• **Exercise instructions**:
[1] From the Canadian statute passage, return word for word the stretch from "The Secretary of State shall" to "Indians in Canada.".
[2] In the Canadian statute passage, shorten the paragraph that opens with "That such was beyond all doubt" while keeping its main facts.

>> begin Supplied passage

That such was beyond all doubt the understanding of all parties concerned appears from an Act of the Parliament of Canada which has never been called in question passed in its first session, 31 Vict. ch. 42, intituled "An Act providing for the organization of the Department of the Secretary of State of Canada and for the management of Indian and Ordnance lands." In the fifth section of this Act it is enacted that:

The Secretary of State shall he the Superintendent General of Indian Affairs and shall as such have the control and management of the lands and property of the Indians in Canada.

The sixth and seventh sections are identical with sections 2 and J of 23 Vict. ch. 151, as applied to this Act of 31 Vict. ch. 42.

>> end Supplied passage
>> begin Dataset content

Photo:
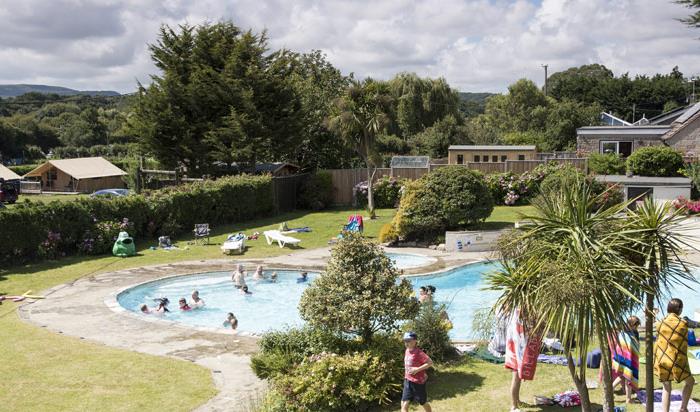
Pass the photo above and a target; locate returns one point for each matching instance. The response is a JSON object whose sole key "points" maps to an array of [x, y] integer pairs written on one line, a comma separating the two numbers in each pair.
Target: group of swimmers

>> end Dataset content

• **Outputs by task**:
[1]
The Secretary of State shall he the Superintendent General of Indian Affairs and shall as such have the control and management of the lands and property of the Indians in Canada.

[2] All parties clearly shared this understanding. This is shown by an Act of the Parliament of Canada, 31 Vict. ch. 42, which was passed in Parliament's first session and has never been challenged. It is titled "An Act providing for the organization of the Department of the Secretary of State of Canada and for the management of Indian and Ordnance lands," and its fifth section enacts the provision that follows.